Copia senza alcuna modifica il passo della recensione compreso tra "Certo, pur essendo" e "manicheo nei suoi confronti.", estremi inclusi.

#### TESTO DI PARTENZA ####

La Scala di Giacobbe, recensione dicembre 2010

Chiudo La scala di Giacobbe e sono divisa. Da una parte sento di poter capire la protagonista, di potermi immedesimare in lei; dall’altra, tuttavia, provo anche un certo astio nei suoi confronti. Forse perché Carla, il personaggio principale attorno al quale ruota questo romanzo, è una persona come tutti noi e, in quanto tale, può risultarci assolutamente simpatica, così come maledettamente antipatica.
Certo, pur essendo una persona con il suo carico di difetti e virtù, sicuramente la sua storia è interessante e rappresenta un viaggio, dentro se stessi e nel mondo, alla ricerca della pace interiore. E, forse, è proprio questo suo essere emblema di umanità e fragilità che mi mette addosso una certa inquietudine, causata dal mio sentimento manicheo nei suoi confronti.
Conosciamo subito Carla, perché il romanzo si apre con lei: ha commesso un delitto senza alcun motivo. Immediatamente dopo il fattaccio, incontra Giampiero, che è attratto da questa ragazza smarrita. Fra i due sboccia la passione, anche se Carla non riesce a lasciarsi andare del tutto, essendo in preda all’ansia per quello che ha fatto e di cui ha parlato solo a suor Matilde, una sua vecchia amica. La suora crede di poter giustificare il gesto immotivato di Carla con la possessione diabolica: e, infatti, la ragazza verrà esorcizzata.Tuttavia, la polizia è alle calcagna di Carla, così la giovane decide di raccontare tutto a Giampiero e di fuggire, protetta dalle mura del monastero di Pratonovo. Nel suo corpicino, però, si nasconde una bella sorpresa: nove mesi dopo darà alla luce una bambina, dalla quale è costretta ad allontanarsi per assicurarle un futuro. Incontriamo Carla quando ha 19 anni ed è un’anima in pena; da quel momento in poi, però, la giovane matura, diventa donna e compie consapevolmente le sue scelte: si fa suora, ma porta con sé il suo bagaglio di contraddizioni e fragilità che poi è lo stesso di qualsiasi donna.

#### RECORD ESTRATTI ####

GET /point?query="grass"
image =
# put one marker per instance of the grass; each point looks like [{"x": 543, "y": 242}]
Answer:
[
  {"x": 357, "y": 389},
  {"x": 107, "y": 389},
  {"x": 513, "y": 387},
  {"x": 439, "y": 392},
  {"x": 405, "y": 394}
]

####

> [RISPOSTA SVOLTA]:
Certo, pur essendo una persona con il suo carico di difetti e virtù, sicuramente la sua storia è interessante e rappresenta un viaggio, dentro se stessi e nel mondo, alla ricerca della pace interiore. E, forse, è proprio questo suo essere emblema di umanità e fragilità che mi mette addosso una certa inquietudine, causata dal mio sentimento manicheo nei suoi confronti.